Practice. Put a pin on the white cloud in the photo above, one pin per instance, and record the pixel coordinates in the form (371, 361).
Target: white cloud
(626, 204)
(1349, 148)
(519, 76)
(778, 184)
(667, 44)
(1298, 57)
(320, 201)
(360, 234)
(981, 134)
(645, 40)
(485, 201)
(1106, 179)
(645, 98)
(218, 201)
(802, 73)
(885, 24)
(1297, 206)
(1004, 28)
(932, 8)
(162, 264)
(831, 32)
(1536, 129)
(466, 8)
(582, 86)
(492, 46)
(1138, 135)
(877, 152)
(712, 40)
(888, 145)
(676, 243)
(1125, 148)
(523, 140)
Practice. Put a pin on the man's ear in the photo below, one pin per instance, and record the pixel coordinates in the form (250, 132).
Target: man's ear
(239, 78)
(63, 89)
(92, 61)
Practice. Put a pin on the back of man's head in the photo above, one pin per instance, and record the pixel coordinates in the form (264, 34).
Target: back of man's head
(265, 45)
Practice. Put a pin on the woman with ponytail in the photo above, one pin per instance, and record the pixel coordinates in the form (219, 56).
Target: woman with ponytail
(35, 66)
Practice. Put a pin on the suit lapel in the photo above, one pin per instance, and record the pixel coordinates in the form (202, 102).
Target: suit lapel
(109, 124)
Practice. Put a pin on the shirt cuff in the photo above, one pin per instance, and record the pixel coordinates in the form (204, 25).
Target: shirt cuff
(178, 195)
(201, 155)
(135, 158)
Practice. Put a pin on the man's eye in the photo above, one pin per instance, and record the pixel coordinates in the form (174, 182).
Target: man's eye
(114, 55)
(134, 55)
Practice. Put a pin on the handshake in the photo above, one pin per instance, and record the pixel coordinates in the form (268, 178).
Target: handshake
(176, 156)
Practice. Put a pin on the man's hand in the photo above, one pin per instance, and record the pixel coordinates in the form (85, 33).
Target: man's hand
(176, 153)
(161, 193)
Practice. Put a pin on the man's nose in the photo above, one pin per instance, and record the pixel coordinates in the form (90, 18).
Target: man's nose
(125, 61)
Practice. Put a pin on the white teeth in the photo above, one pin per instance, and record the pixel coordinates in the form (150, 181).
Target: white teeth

* EXERCISE TASK *
Rewrite the lines above from the one containing "Practice. Put a pin on the handshake" through the last line, both included and with the requests kept as they are. Add 149 to each number in the answer coordinates, but not to the sample coordinates given in the requests.

* TASK SOLUTION *
Practice. Put a pin on the handshake in the photo above, one pin per instance, and record the pixel coordinates in the form (268, 178).
Target: handshake
(325, 305)
Practice. Put a pin on the man's hand in the photo above, one pin per instance, and record the pixel coordinates in the form (85, 33).
Target: man's hand
(325, 302)
(310, 342)
Practice. Put a pin on the man's nose in the photo above, one pin per instance, and record the pixel coordinates in the form (90, 18).
Target: man's nose
(274, 210)
Practice. Put a pin on the white teeth in the photo above, one pin per instance, and record the pixel coordinates in the form (150, 181).
Target: white teeth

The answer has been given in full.